## Objective
Transcribe all of the records precisely as they are presented.

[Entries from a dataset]
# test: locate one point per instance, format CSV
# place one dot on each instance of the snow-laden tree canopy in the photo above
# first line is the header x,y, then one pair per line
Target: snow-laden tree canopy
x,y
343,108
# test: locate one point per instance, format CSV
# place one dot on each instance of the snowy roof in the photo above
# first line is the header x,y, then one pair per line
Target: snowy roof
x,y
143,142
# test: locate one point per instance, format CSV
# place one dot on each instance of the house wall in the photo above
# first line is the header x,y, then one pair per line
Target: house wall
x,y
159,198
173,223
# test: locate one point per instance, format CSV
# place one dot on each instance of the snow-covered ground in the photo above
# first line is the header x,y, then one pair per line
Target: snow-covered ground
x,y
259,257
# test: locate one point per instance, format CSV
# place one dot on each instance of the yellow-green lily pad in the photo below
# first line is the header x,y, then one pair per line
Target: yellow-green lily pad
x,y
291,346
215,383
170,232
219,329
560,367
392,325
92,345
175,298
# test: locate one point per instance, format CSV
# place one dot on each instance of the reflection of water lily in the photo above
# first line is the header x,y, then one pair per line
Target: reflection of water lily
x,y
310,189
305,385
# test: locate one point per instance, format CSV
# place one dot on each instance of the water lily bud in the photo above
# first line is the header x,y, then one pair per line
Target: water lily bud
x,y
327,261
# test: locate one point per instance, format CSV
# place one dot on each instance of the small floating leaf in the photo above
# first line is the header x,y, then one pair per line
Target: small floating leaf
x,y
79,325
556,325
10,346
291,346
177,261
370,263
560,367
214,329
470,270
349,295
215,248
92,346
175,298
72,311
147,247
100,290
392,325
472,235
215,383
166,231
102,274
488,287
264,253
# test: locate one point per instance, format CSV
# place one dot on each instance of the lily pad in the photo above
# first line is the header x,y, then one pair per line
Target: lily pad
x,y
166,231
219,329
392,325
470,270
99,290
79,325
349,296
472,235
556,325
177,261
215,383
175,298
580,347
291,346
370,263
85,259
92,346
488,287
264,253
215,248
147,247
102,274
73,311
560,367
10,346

## Output for this exercise
# test: locate one point per instance, format CSV
# place one dot on each instance of the snow-laden tree canopy in the photo above
# first line is the header x,y, then one pair per line
Target: snow-laden tree canopy
x,y
343,108
# test: locate one point per instance, format CSV
# place one dot on each instance of the snowy roof in the photo above
# first line is the header x,y, then one pair per line
Target: snowy roof
x,y
143,142
# test: locate one point per instance, format CSV
# place one dot on each instance of the house wall in the photo above
# first line is the header x,y, then one pair per line
Target: house wall
x,y
159,198
173,223
# test: locate one point per instance, format CSV
# place one dot on each instance of the snow-covered ground in the photo above
# first line is the header x,y, then one pair per line
Target: snow-covered ground
x,y
259,257
# test: locate one point per instance, format CSV
# place one dot on each instance of the yellow-green lily pad in the photo below
# first line is the header x,y, then one pair per line
Target: yellow-green lily pad
x,y
291,346
215,383
170,232
219,329
560,367
392,325
92,345
175,298
# test: locate one point per instance, format CSV
# place one dot on each instance of the reflection of water lily in the photo above
# first line is the header x,y, then one pair per line
Target: reflection of water lily
x,y
310,189
305,385
# test: locate one point per instance, format CSV
# place one dot on each instance of the water lily bud in the photo above
# first line is the header x,y, then one pair per line
Target: water lily bud
x,y
327,261
# test: locate one point per instance, format CSV
# place one dot on each instance of the small floating leaf in the photo above
# first line is the header x,y, then one pair per line
Target: small floating leaf
x,y
79,325
556,325
10,346
291,346
177,261
370,263
560,367
214,329
470,270
349,295
215,248
92,346
175,298
72,311
147,247
100,290
392,325
472,235
215,383
166,231
102,274
488,287
264,253
# test: locate one point per instance, format CSV
# place one dot on each instance of the lily pad in the photo above
# first line is the header x,y, then one pair per line
Target: lily pad
x,y
166,231
219,329
392,325
470,270
99,290
79,325
349,296
472,235
556,325
177,261
215,383
175,298
580,347
291,346
370,263
85,259
92,346
488,287
264,253
215,248
147,247
102,274
73,311
560,367
10,346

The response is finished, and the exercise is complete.